[Saved entries]
-*-

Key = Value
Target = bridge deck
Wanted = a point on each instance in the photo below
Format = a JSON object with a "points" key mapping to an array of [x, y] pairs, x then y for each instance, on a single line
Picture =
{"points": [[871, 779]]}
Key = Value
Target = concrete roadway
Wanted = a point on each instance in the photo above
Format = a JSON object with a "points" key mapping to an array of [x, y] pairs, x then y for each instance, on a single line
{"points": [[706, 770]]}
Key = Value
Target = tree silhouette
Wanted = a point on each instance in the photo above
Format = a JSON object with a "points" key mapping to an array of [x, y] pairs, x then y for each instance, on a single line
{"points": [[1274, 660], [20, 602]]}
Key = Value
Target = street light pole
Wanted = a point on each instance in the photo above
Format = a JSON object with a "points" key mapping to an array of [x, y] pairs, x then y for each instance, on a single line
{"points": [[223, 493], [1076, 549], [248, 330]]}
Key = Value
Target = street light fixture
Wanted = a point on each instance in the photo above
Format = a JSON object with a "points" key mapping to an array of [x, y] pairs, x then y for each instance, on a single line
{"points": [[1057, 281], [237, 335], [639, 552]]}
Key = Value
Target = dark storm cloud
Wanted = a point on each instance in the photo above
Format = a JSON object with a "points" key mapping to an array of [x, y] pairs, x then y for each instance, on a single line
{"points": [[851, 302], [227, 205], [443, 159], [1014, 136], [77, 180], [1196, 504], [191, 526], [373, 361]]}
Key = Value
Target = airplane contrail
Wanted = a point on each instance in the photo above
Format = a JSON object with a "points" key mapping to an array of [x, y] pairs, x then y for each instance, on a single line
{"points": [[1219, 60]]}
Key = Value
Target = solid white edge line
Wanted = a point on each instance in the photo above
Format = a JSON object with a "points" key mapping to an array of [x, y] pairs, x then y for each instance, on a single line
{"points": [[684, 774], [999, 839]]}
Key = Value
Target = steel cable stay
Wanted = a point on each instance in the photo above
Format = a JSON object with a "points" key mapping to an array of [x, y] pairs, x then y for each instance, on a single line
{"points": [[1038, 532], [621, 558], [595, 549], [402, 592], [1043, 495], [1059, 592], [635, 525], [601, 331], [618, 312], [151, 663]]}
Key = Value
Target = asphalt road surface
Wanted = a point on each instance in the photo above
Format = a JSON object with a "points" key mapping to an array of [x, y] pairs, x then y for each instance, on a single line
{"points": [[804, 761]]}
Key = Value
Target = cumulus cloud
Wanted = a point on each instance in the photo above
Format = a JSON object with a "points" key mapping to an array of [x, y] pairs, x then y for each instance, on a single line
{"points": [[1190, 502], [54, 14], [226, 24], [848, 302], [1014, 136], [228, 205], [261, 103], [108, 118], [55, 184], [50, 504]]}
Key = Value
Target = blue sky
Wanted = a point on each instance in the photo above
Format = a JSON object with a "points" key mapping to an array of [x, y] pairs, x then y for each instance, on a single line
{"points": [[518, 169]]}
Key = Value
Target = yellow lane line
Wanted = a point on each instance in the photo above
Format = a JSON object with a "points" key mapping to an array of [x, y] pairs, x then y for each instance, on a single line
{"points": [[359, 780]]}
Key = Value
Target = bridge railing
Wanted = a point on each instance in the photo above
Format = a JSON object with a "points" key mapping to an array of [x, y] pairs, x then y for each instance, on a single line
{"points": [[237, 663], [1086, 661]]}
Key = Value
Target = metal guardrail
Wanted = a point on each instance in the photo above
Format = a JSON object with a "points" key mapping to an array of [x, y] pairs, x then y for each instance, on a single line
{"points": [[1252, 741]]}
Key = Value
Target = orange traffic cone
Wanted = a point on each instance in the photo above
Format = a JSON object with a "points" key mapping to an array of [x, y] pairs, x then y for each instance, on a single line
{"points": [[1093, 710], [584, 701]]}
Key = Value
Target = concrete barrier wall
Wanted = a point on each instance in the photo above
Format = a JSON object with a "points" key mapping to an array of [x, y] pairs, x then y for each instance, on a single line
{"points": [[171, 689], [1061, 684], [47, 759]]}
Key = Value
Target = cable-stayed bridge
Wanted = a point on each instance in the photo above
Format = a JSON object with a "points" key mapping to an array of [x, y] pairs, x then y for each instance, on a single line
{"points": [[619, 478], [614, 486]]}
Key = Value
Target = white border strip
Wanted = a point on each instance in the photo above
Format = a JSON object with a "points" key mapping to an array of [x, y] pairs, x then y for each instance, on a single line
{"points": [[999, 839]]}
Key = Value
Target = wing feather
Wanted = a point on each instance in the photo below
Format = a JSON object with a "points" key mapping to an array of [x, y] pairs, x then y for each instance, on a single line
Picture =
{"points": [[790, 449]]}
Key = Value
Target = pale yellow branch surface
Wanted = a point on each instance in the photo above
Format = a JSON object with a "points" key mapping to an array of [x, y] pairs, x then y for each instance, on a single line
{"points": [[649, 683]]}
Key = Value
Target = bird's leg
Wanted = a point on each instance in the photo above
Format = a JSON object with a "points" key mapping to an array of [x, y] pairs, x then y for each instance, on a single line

-*-

• _Do this_: Transcribe the whole listing exactly.

• _Finished exercise_:
Key = Value
Target = bridge deck
Wanted = a point on each instance in the photo below
Format = a JSON object with a "points" key mapping to an array of [x, y] pairs, x then y for each instance, on a single line
Picture =
{"points": [[871, 779]]}
Key = Value
Target = concrete roadway
Wanted = a point on each instance in the photo above
Format = a JSON object with a "points" key mapping to an array of [x, y] pairs, x then y for each instance, on a single line
{"points": [[706, 770]]}
Key = Value
Target = tree silhouette
Wanted = a point on each instance in the photo above
Format = a JSON object with a "points" key mapping to an array of [x, y] pairs, x then y for each instance, on a single line
{"points": [[1274, 660], [20, 602]]}
Key = Value
Target = street light pole
Wanted = a point on each instance in the photo above
Format = a JSON object with a "points" key mapping to an array of [x, y] pairs, x then y for each instance, on a single line
{"points": [[223, 493], [1076, 549], [248, 330]]}
Key = Value
Target = street light fixture
Wanted = a point on each instance in the photo above
Format = a JSON object with a "points" key mapping to an array of [x, y] pairs, x then y for each instance, on a single line
{"points": [[1057, 281], [237, 335], [639, 552]]}
Key = Value
Target = dark storm cloud
Wanted = a point on each instance in the photo above
Format = a JSON object with a "points" key mapping to an array of [x, y] pairs, x then y for each instance, on a single line
{"points": [[851, 302], [227, 205], [443, 159], [1014, 136], [77, 180], [1196, 504], [191, 526], [373, 361]]}
Key = Value
Target = airplane contrail
Wanted = a point on each instance in the photo above
Format = a JSON object with a "points" key mapping to an array of [x, y] pairs, x then y for each instance, on a single line
{"points": [[1219, 60]]}
Key = Value
Target = solid white edge line
Wanted = a point on each instance in the photo above
Format = a JSON object with a "points" key mapping to an array of [x, y] pairs, x then y for each instance, on a single line
{"points": [[684, 774], [999, 839]]}
Key = Value
Target = steel cable stay
Wanted = a point on each instance in the photo above
Format = a JSON object with a "points" key mapping to an array of [x, y] pairs, x then y for each instance, on a single line
{"points": [[1038, 532], [621, 558], [595, 549], [402, 592], [1043, 495], [1059, 592], [635, 525], [601, 331], [618, 312], [151, 663]]}
Key = Value
Target = asphalt road surface
Wanted = a point on each instance in the photo above
Format = a JSON object with a "points" key mapping to an array of [x, y] pairs, x then y for each instance, on a single line
{"points": [[804, 761]]}
Key = Value
Target = cumulus cloud
Wanted = a point on each instance in the photo above
Format = a JSON object with a "points" key mapping to an array of [x, y] pairs, x then y for each instance, on a single line
{"points": [[1190, 502], [54, 14], [226, 24], [848, 302], [1014, 136], [228, 205], [261, 103], [108, 118], [55, 184], [50, 504]]}
Key = Value
Target = blue sky
Wanted = a point on each instance in the photo above
Format = a JSON object with a "points" key mapping to an array of [x, y] pairs, x then y for each instance, on a single line
{"points": [[518, 169]]}
Key = Value
Target = yellow lane line
Wanted = a point on each instance in the photo above
Format = a JSON object with a "points" key mapping to an array of [x, y] pairs, x then y for each instance, on a single line
{"points": [[359, 780]]}
Key = Value
Target = bridge railing
Wanted = a point on each instance in the photo above
Format = a JSON object with a "points" key mapping to an array of [x, y] pairs, x then y for each instance, on a single line
{"points": [[237, 663], [1086, 661]]}
Key = Value
Target = metal guardrail
Wanted = a point on each instance in the photo above
Format = a JSON object with a "points" key mapping to an array of [x, y] pairs, x then y for each instance, on a single line
{"points": [[1252, 741]]}
Key = Value
Target = orange traffic cone
Wanted = a point on each instance in the photo above
Format = a JSON object with a "points" key mapping to an array of [x, y] pairs, x then y for each instance, on a single line
{"points": [[1093, 710], [584, 701]]}
Key = Value
Target = concrete barrier wall
Wanted = a point on each instance in the photo above
Format = a JSON object with a "points" key mapping to an array of [x, y] pairs, x then y for each instance, on a single line
{"points": [[171, 689], [1061, 684], [47, 759]]}
Key = Value
Target = cable-stayed bridge
Wanted = a point on each instance in the photo above
Format = a JSON object with a "points" key mapping to an array of [x, y] pairs, x then y for each instance, on a single line
{"points": [[619, 478], [614, 486]]}
Key = Value
Target = white border strip
Wanted = a point on each instance in the photo above
Format = a JSON object with a "points" key mapping to an array of [x, y] pairs, x then y for each instance, on a single line
{"points": [[999, 839]]}
Key = Value
Target = wing feather
Wanted = a point on each instance in the photo below
Format = a JSON object with a "points" key mapping to an array of [x, y] pairs, x then y for each instance, on a single line
Picture =
{"points": [[790, 449]]}
Key = Value
Target = pale yellow branch surface
Wanted = a point on each instance in the photo above
Format = a JSON object with a "points" key mapping to an array of [x, y] pairs, x then y for each instance, on a single line
{"points": [[649, 683]]}
Key = Value
Target = bird's leg
Wanted = a point on each instance in the photo above
Format = a JSON object with a "points" key mapping to an array of [x, y] pairs, x then y for each instance, on a single line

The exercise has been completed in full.